[Stored data entries]
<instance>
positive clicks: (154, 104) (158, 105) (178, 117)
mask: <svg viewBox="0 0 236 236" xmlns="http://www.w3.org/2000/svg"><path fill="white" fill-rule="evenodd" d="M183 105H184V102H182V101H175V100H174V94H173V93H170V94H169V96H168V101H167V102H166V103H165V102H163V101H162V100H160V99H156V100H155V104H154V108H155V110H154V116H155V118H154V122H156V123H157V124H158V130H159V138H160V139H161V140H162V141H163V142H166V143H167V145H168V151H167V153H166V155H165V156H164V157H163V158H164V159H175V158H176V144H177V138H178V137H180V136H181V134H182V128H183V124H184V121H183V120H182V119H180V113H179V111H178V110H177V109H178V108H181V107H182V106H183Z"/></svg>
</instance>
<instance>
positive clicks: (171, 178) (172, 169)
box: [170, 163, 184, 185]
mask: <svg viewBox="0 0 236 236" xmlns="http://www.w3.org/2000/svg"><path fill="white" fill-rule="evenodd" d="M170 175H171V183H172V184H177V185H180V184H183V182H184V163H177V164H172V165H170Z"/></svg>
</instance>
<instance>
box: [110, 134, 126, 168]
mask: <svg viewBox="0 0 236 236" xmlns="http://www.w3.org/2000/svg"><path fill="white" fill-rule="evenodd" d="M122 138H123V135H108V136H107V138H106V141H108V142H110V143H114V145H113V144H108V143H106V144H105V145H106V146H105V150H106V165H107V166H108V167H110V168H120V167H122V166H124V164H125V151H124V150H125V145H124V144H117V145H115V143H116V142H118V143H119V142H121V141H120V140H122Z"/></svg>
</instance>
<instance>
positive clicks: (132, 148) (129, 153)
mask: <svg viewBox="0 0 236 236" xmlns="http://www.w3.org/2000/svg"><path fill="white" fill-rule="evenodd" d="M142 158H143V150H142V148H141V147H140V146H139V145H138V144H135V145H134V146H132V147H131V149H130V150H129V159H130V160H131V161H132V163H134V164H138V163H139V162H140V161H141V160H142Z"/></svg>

Activity –
Write the records out once more. Each line must match.

Written answer –
<instance>
positive clicks: (154, 104) (158, 105) (178, 117)
mask: <svg viewBox="0 0 236 236" xmlns="http://www.w3.org/2000/svg"><path fill="white" fill-rule="evenodd" d="M183 105H184V102H182V101H175V100H174V94H173V93H170V94H169V96H168V101H167V102H166V103H165V102H163V101H162V100H160V99H156V100H155V104H154V108H155V110H154V116H155V118H154V122H156V123H157V124H158V130H159V138H160V139H161V140H162V141H163V142H166V143H167V145H168V151H167V153H166V155H165V156H164V157H163V158H164V159H175V158H176V144H177V138H178V137H180V136H181V134H182V128H183V124H184V121H183V120H182V119H180V113H179V111H178V110H177V109H178V108H181V107H182V106H183Z"/></svg>
</instance>
<instance>
positive clicks: (171, 178) (172, 169)
box: [170, 163, 184, 185]
mask: <svg viewBox="0 0 236 236" xmlns="http://www.w3.org/2000/svg"><path fill="white" fill-rule="evenodd" d="M170 175H171V183H172V184H177V185H180V184H183V182H184V163H177V164H172V165H170Z"/></svg>
</instance>
<instance>
box: [110, 134, 126, 168]
mask: <svg viewBox="0 0 236 236" xmlns="http://www.w3.org/2000/svg"><path fill="white" fill-rule="evenodd" d="M122 138H123V135H108V136H107V138H106V141H108V142H110V143H114V145H113V144H108V143H106V144H105V145H106V146H105V150H106V165H107V166H108V167H110V168H120V167H122V166H124V164H125V151H124V150H125V145H124V144H117V145H115V143H116V142H118V143H119V142H121V141H120V140H122Z"/></svg>
</instance>
<instance>
positive clicks: (132, 148) (129, 153)
mask: <svg viewBox="0 0 236 236" xmlns="http://www.w3.org/2000/svg"><path fill="white" fill-rule="evenodd" d="M142 158H143V150H142V148H141V147H140V146H139V145H138V144H135V145H134V146H132V147H131V149H130V150H129V159H130V160H131V161H132V163H134V164H138V163H139V162H140V161H141V160H142Z"/></svg>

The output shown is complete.